Atomic Toys
January 9, 2012 9:51 AM   Subscribe

The Gilbert U-238 Atomic Energy Lab (Geiger counter sold separately) was one of many rad atomic toys available for inquisitive young minds living in the US.
posted by Foci for Analysis (22 comments total) 10 users marked this as a favorite
 


I got to see one of these up close at the Eli Whitney Museum in Hamden, CT. They have an impressive collection of AC Gilbert toys.
posted by The White Hat at 10:03 AM on January 9, 2012


In the 40s and 50s the US ruled in science. Today, not so much. Kids back them had access to cool, if dangerous toys to stimulate interest in science. Hmmm...

Kidding, kind of. But I have to think the ability to create explosions in the garage without DHS arresting your parents got at least a few kids excited about a STEM education and career.
posted by COD at 10:41 AM on January 9, 2012 [2 favorites]


I'm with COD. This stuff is awesome, even if insane. The Atomic Energy Lab included Polonium 210!
posted by Mister Fabulous at 10:46 AM on January 9, 2012 [3 favorites]


The 8 Most Wildly Irresponsible Vintage Toys looks one of my Christmas wishlists from many years ago. I think we had one of the chemistry sets (red metal box instead wood).

As for mail-order dangerous? If we couldn't buy it we'd make it - or just experiment with off-the-shelf products that went boom or sizzle.
- - - - - - -
→ **Work order**:
Would you reproduce, word for word, the part of the atomic toys thread starting with "I got to see" and going on through "in science. Hmmm..."?

→ **Record set**:
- - - - - - -
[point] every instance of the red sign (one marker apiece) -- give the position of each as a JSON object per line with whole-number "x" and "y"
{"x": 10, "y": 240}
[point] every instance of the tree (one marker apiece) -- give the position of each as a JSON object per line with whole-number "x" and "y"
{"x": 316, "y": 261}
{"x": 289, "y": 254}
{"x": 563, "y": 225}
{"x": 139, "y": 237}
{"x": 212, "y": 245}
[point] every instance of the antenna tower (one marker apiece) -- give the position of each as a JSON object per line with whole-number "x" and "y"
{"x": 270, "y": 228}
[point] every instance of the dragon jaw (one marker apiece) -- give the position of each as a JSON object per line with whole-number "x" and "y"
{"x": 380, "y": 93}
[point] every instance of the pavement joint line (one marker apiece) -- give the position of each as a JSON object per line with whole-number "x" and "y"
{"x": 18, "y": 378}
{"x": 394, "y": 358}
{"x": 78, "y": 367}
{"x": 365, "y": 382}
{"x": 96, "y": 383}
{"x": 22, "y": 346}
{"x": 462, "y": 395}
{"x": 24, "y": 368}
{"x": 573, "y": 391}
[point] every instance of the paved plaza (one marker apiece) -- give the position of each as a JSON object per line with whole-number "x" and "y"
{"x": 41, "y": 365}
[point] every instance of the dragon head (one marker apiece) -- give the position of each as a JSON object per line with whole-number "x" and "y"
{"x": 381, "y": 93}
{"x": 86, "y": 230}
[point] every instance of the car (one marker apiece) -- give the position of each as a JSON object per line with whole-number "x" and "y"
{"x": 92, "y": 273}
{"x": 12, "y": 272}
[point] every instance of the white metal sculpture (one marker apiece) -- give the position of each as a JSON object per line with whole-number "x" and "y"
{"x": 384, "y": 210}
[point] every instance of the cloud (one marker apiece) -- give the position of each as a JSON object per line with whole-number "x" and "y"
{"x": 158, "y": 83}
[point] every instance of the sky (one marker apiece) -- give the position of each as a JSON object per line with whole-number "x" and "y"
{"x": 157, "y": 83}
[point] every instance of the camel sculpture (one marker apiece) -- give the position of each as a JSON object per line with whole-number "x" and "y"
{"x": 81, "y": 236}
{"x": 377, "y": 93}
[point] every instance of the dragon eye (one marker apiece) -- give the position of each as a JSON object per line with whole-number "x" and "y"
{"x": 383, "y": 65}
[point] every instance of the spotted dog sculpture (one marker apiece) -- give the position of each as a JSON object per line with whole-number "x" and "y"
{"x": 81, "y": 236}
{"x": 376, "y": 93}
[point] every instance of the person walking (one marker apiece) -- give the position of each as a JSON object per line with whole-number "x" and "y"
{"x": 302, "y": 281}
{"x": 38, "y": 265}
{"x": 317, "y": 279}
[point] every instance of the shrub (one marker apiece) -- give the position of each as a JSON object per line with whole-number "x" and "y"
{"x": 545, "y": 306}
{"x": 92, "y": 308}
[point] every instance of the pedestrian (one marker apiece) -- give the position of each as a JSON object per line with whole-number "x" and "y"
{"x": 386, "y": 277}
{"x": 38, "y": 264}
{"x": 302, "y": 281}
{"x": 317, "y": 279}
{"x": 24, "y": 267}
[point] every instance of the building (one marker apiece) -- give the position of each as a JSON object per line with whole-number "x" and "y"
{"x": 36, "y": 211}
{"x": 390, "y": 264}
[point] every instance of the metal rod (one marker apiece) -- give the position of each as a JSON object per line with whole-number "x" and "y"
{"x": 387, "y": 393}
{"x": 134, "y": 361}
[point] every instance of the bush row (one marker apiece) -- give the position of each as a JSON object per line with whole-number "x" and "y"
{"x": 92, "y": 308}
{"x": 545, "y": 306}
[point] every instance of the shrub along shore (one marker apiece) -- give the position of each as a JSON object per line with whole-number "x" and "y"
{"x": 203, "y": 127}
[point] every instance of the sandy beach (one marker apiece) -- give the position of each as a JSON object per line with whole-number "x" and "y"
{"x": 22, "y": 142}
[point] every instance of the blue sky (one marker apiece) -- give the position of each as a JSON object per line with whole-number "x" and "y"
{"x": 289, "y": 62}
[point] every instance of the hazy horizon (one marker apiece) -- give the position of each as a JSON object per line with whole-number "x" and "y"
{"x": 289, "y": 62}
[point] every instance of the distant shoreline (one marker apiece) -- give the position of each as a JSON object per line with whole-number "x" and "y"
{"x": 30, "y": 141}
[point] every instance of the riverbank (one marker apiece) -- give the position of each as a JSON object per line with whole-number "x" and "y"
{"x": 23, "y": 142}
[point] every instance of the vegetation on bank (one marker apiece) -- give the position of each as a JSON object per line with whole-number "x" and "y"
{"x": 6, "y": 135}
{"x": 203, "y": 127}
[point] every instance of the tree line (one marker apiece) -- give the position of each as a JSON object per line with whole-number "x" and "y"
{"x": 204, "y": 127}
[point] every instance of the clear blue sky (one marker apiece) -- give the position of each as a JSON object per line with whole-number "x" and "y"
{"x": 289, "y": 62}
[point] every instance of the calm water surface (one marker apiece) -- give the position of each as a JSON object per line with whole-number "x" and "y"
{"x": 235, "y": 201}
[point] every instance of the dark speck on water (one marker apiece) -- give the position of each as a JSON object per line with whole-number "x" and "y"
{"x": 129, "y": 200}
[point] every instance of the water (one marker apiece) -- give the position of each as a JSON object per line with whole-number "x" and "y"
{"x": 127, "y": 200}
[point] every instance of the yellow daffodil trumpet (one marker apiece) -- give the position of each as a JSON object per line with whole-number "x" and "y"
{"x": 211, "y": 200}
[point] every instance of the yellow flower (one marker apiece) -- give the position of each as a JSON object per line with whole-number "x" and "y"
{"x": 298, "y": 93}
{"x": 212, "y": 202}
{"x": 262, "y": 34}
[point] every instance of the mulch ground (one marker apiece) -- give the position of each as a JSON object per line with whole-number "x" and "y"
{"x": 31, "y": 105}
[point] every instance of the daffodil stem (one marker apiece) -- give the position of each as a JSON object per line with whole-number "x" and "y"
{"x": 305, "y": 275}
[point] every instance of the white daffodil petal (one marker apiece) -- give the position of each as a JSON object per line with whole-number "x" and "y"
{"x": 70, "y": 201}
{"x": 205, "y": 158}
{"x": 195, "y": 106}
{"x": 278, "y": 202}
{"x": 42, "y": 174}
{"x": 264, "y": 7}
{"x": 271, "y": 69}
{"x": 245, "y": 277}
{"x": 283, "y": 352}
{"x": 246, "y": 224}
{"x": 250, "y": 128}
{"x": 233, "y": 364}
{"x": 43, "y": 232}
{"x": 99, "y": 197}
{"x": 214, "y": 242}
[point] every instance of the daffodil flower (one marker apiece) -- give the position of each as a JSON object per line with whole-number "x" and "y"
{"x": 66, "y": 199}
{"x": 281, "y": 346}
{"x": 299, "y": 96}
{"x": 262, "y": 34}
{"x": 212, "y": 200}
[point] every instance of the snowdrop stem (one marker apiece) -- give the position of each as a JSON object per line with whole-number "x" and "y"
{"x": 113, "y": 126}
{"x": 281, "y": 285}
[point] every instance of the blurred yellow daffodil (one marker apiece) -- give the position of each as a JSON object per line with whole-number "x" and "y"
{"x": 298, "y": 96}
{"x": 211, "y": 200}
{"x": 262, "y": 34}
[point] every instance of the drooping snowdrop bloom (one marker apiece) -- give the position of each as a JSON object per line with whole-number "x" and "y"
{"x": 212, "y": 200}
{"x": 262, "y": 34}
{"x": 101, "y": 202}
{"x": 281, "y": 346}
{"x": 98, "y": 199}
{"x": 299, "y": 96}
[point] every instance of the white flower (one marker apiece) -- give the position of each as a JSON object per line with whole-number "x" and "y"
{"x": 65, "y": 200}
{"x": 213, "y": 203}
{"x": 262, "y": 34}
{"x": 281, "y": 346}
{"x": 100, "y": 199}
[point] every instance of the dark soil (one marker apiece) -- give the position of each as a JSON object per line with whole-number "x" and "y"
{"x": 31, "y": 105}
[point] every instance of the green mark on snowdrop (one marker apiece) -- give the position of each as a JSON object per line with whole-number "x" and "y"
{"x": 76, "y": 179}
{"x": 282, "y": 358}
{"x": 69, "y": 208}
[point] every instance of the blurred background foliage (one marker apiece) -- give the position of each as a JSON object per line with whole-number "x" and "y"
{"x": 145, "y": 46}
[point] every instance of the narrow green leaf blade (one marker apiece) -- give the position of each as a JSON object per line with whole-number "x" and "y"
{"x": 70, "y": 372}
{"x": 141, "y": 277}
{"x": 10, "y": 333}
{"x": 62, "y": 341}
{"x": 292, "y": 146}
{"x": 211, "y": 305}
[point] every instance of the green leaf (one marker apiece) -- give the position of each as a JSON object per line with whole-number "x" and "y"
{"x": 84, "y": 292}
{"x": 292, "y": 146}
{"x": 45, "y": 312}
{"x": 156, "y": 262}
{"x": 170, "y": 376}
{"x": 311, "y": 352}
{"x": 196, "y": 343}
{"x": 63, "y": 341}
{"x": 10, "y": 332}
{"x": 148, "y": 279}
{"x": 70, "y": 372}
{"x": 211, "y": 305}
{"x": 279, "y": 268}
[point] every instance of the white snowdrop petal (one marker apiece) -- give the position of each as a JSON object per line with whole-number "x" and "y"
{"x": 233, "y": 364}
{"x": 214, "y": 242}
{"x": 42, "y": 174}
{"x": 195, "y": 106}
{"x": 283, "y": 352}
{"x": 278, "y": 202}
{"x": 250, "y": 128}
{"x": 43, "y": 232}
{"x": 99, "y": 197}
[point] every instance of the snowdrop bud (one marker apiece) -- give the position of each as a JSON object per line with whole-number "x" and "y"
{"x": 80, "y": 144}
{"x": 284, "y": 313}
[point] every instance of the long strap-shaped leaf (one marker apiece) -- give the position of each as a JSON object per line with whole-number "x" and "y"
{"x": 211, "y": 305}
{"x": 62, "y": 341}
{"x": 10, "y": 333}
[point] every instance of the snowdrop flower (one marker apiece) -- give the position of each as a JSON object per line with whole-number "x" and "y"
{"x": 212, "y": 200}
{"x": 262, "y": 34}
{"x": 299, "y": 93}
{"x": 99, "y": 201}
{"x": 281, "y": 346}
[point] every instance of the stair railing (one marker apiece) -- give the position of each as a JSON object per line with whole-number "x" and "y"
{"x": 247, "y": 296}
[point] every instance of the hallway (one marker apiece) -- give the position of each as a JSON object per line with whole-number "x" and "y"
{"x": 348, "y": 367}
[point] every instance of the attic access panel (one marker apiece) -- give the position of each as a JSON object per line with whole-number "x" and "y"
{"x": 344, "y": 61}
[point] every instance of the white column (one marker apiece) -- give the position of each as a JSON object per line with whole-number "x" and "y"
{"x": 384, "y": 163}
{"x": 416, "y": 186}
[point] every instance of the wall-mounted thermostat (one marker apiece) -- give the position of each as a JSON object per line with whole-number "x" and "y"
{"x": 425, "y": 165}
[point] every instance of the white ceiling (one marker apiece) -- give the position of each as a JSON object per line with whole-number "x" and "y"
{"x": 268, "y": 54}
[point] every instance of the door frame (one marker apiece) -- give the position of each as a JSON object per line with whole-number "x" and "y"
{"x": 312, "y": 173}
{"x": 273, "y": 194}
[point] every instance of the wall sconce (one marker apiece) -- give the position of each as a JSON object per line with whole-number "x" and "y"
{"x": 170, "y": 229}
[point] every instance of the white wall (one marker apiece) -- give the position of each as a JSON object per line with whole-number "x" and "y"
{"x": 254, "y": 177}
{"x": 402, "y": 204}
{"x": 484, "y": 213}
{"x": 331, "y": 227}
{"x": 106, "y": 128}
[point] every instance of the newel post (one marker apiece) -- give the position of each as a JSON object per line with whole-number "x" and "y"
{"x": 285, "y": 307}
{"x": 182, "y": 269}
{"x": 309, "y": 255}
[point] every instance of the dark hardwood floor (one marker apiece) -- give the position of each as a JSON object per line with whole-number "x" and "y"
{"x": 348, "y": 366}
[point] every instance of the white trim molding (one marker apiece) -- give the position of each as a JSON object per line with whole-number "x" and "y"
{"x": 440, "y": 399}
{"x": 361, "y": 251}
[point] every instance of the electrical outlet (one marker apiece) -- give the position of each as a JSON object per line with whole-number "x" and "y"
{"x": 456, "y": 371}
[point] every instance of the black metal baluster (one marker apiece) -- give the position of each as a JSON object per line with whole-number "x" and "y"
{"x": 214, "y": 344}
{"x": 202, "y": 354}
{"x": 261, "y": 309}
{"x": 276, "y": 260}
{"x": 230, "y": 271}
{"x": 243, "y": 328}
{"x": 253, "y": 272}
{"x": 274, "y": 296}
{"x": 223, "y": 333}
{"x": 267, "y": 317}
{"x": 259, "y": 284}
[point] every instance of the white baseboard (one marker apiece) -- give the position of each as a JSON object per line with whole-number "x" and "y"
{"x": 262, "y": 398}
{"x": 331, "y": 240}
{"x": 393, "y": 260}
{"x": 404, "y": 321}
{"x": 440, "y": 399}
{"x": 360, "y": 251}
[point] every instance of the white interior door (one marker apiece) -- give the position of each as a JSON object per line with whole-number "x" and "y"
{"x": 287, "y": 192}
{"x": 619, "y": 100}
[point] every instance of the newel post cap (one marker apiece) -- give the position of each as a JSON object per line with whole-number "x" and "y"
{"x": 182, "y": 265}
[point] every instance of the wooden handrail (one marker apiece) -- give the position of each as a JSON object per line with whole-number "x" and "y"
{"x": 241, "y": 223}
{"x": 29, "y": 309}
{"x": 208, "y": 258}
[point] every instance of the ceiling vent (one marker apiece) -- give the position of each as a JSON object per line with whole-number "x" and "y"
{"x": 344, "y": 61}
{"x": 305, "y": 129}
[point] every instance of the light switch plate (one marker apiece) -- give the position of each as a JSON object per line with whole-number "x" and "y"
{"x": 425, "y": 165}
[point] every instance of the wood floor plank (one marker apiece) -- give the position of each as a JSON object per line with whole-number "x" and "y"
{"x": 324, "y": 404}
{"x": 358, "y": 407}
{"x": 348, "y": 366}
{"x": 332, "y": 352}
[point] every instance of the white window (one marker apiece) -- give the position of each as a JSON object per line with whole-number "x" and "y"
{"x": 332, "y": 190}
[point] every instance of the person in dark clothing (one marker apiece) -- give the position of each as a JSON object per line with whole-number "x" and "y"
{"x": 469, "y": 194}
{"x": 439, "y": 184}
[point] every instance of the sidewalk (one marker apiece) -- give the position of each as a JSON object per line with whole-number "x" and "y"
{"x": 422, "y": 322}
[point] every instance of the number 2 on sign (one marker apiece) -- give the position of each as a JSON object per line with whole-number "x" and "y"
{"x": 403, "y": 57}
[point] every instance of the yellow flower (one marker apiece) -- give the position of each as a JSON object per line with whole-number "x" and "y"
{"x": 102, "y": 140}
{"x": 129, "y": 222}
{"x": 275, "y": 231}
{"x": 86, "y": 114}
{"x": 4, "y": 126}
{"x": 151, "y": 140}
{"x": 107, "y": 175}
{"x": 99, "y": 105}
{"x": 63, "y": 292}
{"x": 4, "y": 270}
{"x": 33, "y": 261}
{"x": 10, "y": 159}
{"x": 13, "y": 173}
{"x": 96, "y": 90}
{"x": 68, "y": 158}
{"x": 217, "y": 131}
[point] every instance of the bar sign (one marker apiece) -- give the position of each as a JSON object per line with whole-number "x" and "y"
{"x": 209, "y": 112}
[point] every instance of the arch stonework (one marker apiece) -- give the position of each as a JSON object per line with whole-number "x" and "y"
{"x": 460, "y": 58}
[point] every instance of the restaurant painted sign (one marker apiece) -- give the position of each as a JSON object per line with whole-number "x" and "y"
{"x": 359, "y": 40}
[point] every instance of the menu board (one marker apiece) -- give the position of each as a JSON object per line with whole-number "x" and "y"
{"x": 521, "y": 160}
- - - - - - -
→ **Output for this task**:
I got to see one of these up close at the Eli Whitney Museum in Hamden, CT. They have an impressive collection of AC Gilbert toys.
posted by The White Hat at 10:03 AM on January 9, 2012


In the 40s and 50s the US ruled in science. Today, not so much. Kids back them had access to cool, if dangerous toys to stimulate interest in science. Hmmm...